READING PASSAGE
++++++++++++++++++++
In a development that could reduce the emissions that exacerbate humanity’s climate crisis, an international team of engineers may have created the whitest coating yet—with the help of artificial intelligence.
Their new thermal coating could reduce energy bills significantly by keeping buildings cooler, according to research from the University of Texas-Austin, National University of Singapore, Shanghai Jiao Tong University, and Umea University in Sweden.
Their AI approach for creating complex materials that are ‘three-dimensional thermal meta-emitters’ resulted in 1,500 different materials that can selectively emit heat at various levels and in different manners—making them ideal for energy efficiency through more precise cooling and heating.
“Our machine learning framework represents a significant leap forward in the design of thermal meta-emitters,” said Professor Yuebing Zheng, in the Texas school’s mechanical engineering department, and co-leader of the study published in Nature.
“By automating the process, we can create materials with superior performance that were previously unimaginable.”
++++++++++++++++++++
PROVIDED DATA

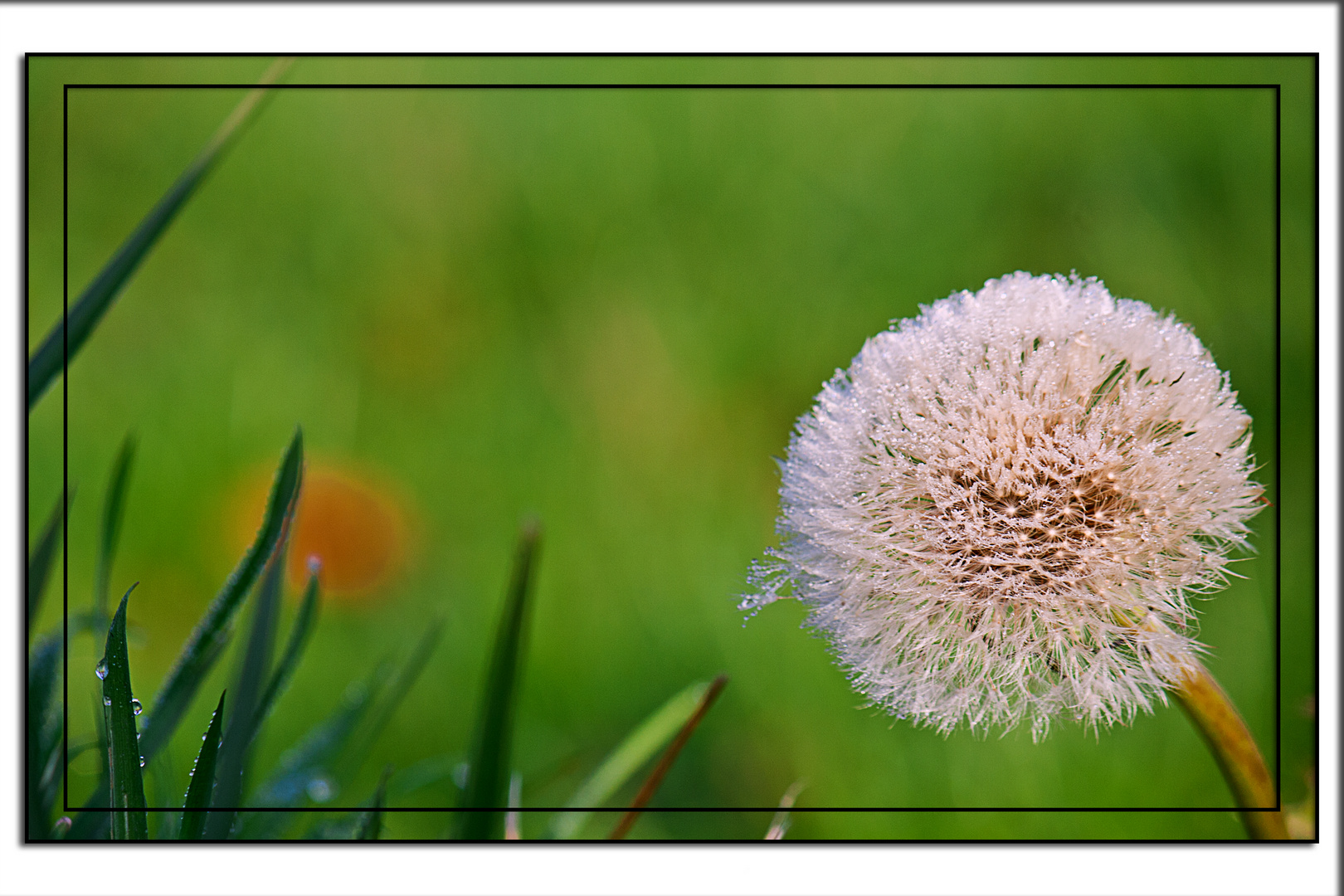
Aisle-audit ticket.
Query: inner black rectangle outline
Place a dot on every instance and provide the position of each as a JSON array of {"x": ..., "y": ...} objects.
[{"x": 1277, "y": 91}]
++++++++++++++++++++
SET TASK A
According to the thermal coating article, how many different materials resulted from the team's AI approach?
SET TASK B
Carry the article on the AI-designed thermal coating forward from its final sentence.

TASK RESPONSE A
1,500

TASK RESPONSE B
The team fabricated four materials and verified the effectiveness of one of the materials by applying it to a model house, and comparing its cooling effect to commercial paints.
After a four-hour midday exposure to direct sunlight, the meta-emitter-coated building roof came in between 5 and 20 degrees Celsius cooler, on average, (between 9° and 36° Fahrenheit cooler) than the ones with white and gray paints, respectively.
The researchers estimated that this level of cooling could save the equivalent of 15,800 kilowatts per year in an apartment building in a hot climate like Rio de Janeiro or Bangkok. A typical air conditioning unit uses about 1,500 kilowatts annually.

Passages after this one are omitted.